**WRITTEN INSTRUCTION:** Rewrite the lines from the one containing "of the yellow" through the one containing "Target: yellow safety jacket", inclusive, substituting "orange safety vest" for "yellow safety jacket" and leaving everything else unchanged.

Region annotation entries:
┌──

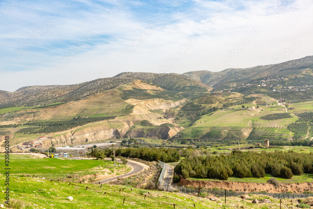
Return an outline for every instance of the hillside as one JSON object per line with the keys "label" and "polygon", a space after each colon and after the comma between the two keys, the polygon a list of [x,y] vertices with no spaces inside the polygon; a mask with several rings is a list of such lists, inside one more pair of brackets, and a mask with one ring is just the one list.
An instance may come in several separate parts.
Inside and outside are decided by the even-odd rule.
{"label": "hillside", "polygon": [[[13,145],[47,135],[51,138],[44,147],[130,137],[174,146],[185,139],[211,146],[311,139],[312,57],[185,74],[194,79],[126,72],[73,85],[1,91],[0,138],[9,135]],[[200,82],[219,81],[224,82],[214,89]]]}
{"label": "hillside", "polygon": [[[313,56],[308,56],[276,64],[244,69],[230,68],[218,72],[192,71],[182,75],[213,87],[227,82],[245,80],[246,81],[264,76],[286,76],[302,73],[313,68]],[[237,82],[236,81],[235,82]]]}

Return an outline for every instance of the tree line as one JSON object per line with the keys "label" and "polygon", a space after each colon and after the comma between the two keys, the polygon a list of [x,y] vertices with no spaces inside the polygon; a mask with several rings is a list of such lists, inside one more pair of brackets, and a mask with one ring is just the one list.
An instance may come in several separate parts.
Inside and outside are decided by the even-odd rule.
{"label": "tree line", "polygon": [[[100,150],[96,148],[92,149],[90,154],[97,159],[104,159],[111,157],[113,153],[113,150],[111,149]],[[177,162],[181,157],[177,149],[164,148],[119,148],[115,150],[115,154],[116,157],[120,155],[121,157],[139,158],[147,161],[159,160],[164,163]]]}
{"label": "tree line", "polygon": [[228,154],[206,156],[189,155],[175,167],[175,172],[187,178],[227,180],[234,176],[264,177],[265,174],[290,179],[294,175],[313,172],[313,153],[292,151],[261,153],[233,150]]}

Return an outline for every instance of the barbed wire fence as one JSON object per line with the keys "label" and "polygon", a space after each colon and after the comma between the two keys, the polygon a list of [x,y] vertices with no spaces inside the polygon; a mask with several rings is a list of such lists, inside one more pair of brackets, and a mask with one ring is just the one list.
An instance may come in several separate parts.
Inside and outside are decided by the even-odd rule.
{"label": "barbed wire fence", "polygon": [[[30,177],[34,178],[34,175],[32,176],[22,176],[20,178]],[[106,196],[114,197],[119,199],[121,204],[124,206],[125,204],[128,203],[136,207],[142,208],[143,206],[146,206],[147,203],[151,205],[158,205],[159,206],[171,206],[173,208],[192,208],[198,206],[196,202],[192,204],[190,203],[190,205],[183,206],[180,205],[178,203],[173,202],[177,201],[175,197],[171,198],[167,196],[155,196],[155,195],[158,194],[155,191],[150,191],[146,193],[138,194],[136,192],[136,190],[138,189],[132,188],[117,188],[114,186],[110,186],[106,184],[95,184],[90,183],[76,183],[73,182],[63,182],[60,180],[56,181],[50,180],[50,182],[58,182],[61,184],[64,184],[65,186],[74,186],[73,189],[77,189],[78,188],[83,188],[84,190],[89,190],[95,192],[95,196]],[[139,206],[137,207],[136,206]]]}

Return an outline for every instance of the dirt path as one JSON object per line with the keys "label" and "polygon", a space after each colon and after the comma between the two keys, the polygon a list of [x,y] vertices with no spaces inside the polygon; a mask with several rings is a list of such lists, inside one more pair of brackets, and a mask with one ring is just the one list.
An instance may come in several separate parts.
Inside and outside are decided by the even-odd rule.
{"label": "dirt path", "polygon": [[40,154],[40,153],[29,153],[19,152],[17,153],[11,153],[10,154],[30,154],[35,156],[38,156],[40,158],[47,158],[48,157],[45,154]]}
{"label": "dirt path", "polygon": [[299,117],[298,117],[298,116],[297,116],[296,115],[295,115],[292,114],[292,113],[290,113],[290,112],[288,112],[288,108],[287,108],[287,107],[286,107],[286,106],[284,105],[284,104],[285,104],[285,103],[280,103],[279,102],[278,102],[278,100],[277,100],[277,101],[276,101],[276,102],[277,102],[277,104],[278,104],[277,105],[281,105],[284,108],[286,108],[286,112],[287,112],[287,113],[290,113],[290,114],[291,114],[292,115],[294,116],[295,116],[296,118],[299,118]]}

└──
┌──

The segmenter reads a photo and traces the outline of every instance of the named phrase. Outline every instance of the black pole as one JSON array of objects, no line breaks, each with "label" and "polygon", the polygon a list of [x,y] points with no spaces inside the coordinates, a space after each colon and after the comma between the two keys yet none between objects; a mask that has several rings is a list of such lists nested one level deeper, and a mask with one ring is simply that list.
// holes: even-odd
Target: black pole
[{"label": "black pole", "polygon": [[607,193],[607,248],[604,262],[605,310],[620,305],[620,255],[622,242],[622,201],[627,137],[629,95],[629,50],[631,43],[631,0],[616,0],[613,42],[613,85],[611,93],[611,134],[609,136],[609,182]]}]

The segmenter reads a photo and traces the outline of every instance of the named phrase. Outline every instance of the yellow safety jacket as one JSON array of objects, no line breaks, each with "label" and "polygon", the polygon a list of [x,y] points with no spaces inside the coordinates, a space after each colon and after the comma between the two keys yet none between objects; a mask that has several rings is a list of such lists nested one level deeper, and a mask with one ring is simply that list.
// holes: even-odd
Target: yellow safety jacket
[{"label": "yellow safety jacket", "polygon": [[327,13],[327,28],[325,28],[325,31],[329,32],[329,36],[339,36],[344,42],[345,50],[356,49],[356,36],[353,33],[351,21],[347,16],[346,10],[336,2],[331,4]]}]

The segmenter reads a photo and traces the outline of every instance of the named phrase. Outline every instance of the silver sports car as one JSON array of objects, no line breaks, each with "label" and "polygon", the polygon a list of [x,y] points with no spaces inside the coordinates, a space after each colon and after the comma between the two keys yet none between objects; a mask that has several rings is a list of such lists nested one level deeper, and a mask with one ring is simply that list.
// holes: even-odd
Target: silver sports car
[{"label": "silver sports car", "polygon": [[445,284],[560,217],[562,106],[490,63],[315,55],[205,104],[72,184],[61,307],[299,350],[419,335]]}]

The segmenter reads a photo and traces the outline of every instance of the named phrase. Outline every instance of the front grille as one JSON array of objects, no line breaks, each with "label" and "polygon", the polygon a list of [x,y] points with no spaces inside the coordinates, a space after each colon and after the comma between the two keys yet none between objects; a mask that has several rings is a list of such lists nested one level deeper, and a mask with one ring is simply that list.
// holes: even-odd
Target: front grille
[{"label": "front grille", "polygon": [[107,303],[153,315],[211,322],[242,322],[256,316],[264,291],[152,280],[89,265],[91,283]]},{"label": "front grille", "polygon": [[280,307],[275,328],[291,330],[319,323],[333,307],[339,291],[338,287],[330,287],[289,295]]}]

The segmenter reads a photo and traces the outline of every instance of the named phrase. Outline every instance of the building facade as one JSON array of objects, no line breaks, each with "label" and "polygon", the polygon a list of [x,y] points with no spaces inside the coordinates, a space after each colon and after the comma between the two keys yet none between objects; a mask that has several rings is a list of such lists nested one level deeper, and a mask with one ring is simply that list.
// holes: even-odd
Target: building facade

└──

**FINISHED TASK:**
The segmenter reads a photo and traces the outline of every instance of the named phrase. Outline every instance of the orange safety vest as one JSON array of objects, no line breaks, each with "label" and "polygon", the polygon a list of [x,y] points with no spaces inside the coordinates, a space after each colon and after the comma between the two keys yet none between objects; a mask that has several rings is a list of such lists nested one level deeper, and a mask with one ring is simply that list.
// holes: even-odd
Target: orange safety vest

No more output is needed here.